---- Extracted text
A key hint as to what's going on here is the fact that I was using Go 1.4. All of the agent code is currently using Go 1.3 and the error never occurred there.
The Poor Man's Debugger
My first thought was that if I'm importing a package and
it crashes without actually using anything from it, then
there must be some kind of init()
or side-effect
that causes the invalid heap pointer. Of course gowin32 has
no init()
s but it has global (package-scoped)
variables all over the place. The problem was finding out
which var
was screwing me over.
The best idea I could think of at the time was to simply start deleting source files until the crash disappeared. It took a while to find it, but winuser.go was the culprit. Thankfully it was a small file and the global variables were causing the crash.
Realizing the Bug
According to the Go 1.4 release notes, as of Go
1.3, the runtime is supposed to crash when it finds a memory
word that should hold a valid pointer within the Go runtime.
This means that a value like 7 in a *uint16
should crash the runtime. Looking at
MAKEINTRESOURCE
in winuser.go, it was
taking a uint16
and literally converting it into
a *uint16
. The Windows predefined RT_* resources
range from 1-24 which clearly would count as invalid
pointers. But why did this work in Go 1.3 if the runtime
should crash during garbage collection? It turns out the
garbage collector in Go 1.3 ignored invalid pointers that are
located on the heap (see
https://github.com/golang/go/issues/9454#issuecomment-68169315).
Reproducing the Bug
After realizing what was going on, I just wanted to prove I was right. Coming up with the following reproduction was simple and nice to explain:
package main
import (
"runtime"
"unsafe"
)
func MAKEINTRESOURCE(integer uint16) *uint8 {
return (*uint8)(unsafe.Pointer(uintptr(integer)))
--------
---- Extracted information
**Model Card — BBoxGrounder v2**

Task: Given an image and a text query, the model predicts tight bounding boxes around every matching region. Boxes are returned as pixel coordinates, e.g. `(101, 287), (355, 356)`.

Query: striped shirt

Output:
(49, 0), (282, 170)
--------
--- Exercise task A ---
In the Go crash write-up, which gowin32 source file turned out to be causing the crash?
--- Exercise task B ---
Continue the Go crash write-up from the point at which it stops.

--- Response A ---
winuser.go

--- Response B ---
}
var (
test1 = MAKEINTRESOURCE(1)
)
func main() {
runtime.GC()
}
Forcing the garbage collector to run would always crash the runtime with an invalid heap pointer in this example.
Fixing the Bug
This fix was nice and short. I swapped out the
*uint16
for a uintptr which is designed to hold
the memory address value as an integral value. Being an
integral type and not a pointer, it doesn't get treated as a
pointer in the runtime. This enables us to pass around the
Windows Resource
references all over the code
and all the way down to the syscalls. Thankfully this fix was
also backwards compatible with existing code due to type
aliasing of the original *uint16
from
MAKEINTRESOURCE
.
For the actual pull request, see https://github.com/winlabs/gowin32/pull/38.
Retrospective
It turns out that this bug was keeping us from upgrading to Go 1.4 on the binaries that were using gowin32. I wasn't aware of this since I stumbled on the bug in my free time. Another engineer came to the same conclusion as to what was wrong but arrived at the answer in a different way. In retrospect, I would have solved this faster had I actually looked for the JIRA ticket; but it was a nice exercise in debugging and I learned a lot more about Go internals.